SOURCE DATA:
══════════

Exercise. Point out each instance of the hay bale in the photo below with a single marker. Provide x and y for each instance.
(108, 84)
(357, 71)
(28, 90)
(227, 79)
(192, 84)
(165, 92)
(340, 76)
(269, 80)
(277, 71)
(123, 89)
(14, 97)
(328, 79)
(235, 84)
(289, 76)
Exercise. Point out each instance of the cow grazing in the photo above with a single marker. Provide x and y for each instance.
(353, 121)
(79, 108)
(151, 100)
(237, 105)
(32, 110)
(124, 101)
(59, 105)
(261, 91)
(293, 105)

══════════

YOUR GOAL:
What you return should match the entries above exactly.

ANSWER BELOW:
Exercise. Point out each instance of the hay bale in the photo below with a single marker. Provide x and y for each instance.
(108, 84)
(357, 71)
(28, 90)
(227, 79)
(192, 84)
(165, 92)
(340, 76)
(269, 80)
(277, 71)
(123, 89)
(14, 97)
(328, 79)
(235, 84)
(289, 76)
Exercise. Point out each instance of the cow grazing in the photo above with a single marker. Provide x and y for each instance.
(353, 121)
(79, 108)
(151, 100)
(237, 105)
(32, 110)
(124, 101)
(59, 105)
(261, 91)
(293, 105)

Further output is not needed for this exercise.